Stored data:

+ + + +

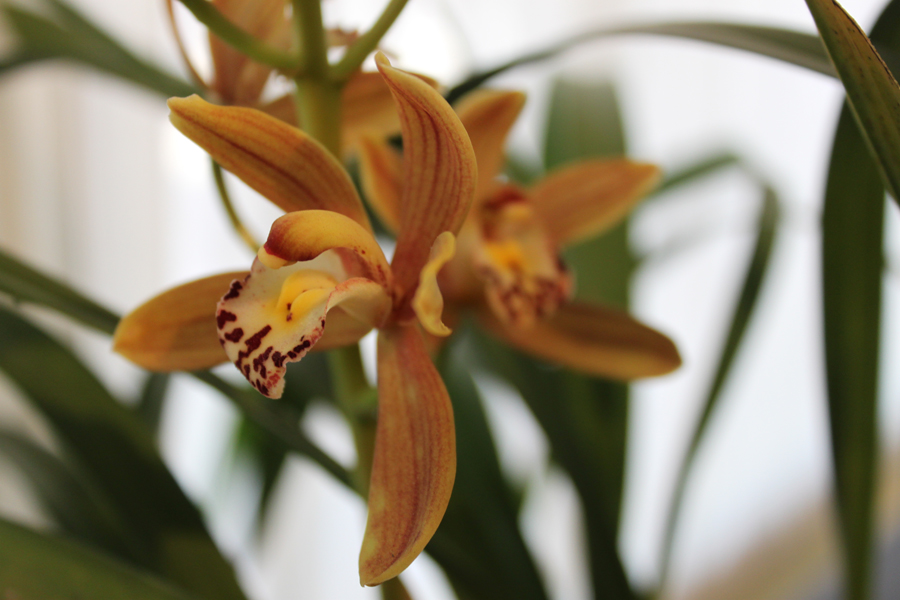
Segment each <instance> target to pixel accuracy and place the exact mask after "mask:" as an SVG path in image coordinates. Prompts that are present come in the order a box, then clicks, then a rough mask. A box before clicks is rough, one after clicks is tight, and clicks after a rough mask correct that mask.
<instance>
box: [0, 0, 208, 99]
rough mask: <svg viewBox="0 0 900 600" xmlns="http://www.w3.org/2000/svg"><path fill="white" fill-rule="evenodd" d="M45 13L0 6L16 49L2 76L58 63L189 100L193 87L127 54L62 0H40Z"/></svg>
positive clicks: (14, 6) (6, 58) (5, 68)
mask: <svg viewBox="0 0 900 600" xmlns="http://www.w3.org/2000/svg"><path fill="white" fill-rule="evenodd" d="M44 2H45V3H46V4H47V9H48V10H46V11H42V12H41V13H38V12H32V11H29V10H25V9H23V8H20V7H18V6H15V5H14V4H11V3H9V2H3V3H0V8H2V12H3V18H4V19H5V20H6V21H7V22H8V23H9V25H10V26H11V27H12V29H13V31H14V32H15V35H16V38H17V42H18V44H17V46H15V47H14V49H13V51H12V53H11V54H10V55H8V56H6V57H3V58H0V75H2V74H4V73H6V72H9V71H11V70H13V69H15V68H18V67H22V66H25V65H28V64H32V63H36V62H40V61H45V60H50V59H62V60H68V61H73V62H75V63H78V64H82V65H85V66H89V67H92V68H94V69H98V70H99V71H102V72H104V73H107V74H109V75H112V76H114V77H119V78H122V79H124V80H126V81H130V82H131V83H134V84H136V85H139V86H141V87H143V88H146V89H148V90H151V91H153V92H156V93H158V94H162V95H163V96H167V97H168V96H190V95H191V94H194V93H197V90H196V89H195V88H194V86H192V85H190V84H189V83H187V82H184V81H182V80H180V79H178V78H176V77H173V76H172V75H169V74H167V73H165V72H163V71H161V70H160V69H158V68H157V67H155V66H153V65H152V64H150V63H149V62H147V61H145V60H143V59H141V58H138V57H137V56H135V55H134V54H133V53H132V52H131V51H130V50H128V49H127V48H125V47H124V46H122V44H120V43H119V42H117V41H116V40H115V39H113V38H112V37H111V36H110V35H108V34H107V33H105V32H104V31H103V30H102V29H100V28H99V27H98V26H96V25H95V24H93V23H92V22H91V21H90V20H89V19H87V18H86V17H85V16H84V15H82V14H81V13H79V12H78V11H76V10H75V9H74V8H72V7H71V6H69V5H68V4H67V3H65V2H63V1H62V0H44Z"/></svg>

+ + + +

Assignment ::
Transcribe all the lines above exactly, apart from the pictures.

Solution to the problem ::
Segment each <instance> target to pixel accuracy and place the exact mask after "mask:" as an SVG path in image coordinates. Prompts that are present come in the order a box, then clicks, then a rough mask. A box before clicks is rough, one after clicks is tight, and clicks after a rough mask correct that mask.
<instance>
box: [0, 0, 208, 99]
rough mask: <svg viewBox="0 0 900 600" xmlns="http://www.w3.org/2000/svg"><path fill="white" fill-rule="evenodd" d="M45 13L0 6L16 49L2 76L58 63L189 100L193 87L127 54L62 0H40Z"/></svg>
positive clicks: (14, 6) (6, 58) (5, 68)
mask: <svg viewBox="0 0 900 600" xmlns="http://www.w3.org/2000/svg"><path fill="white" fill-rule="evenodd" d="M44 2H45V3H46V4H47V9H48V10H46V11H42V12H41V13H38V12H32V11H29V10H25V9H23V8H20V7H18V6H15V5H14V4H11V3H9V2H3V3H0V8H2V12H3V18H4V19H5V20H6V21H7V22H8V23H9V25H10V26H11V27H12V29H13V31H14V32H15V35H16V38H17V42H18V44H17V46H15V47H14V49H13V51H12V53H11V54H10V55H8V56H6V57H3V58H0V75H2V74H4V73H6V72H9V71H11V70H13V69H15V68H18V67H22V66H25V65H28V64H32V63H36V62H40V61H45V60H50V59H62V60H68V61H73V62H75V63H78V64H82V65H85V66H89V67H92V68H94V69H98V70H99V71H102V72H104V73H107V74H109V75H112V76H114V77H119V78H122V79H124V80H126V81H130V82H131V83H134V84H136V85H139V86H141V87H143V88H146V89H148V90H151V91H153V92H156V93H158V94H162V95H163V96H167V97H168V96H190V95H191V94H194V93H197V90H196V89H195V88H194V86H192V85H190V84H189V83H187V82H184V81H182V80H180V79H178V78H176V77H173V76H172V75H169V74H167V73H165V72H163V71H161V70H160V69H158V68H157V67H155V66H153V65H152V64H150V63H149V62H147V61H145V60H143V59H141V58H138V57H137V56H135V55H134V54H133V53H132V52H131V51H130V50H128V49H127V48H125V47H124V46H122V44H120V43H119V42H117V41H116V40H115V39H113V38H112V37H111V36H110V35H108V34H107V33H105V32H104V31H103V30H102V29H100V28H99V27H98V26H96V25H95V24H93V23H92V22H91V21H90V20H89V19H87V18H86V17H85V16H84V15H82V14H81V13H79V12H78V11H76V10H75V9H74V8H72V7H71V6H69V5H68V4H67V3H65V2H63V1H62V0H44Z"/></svg>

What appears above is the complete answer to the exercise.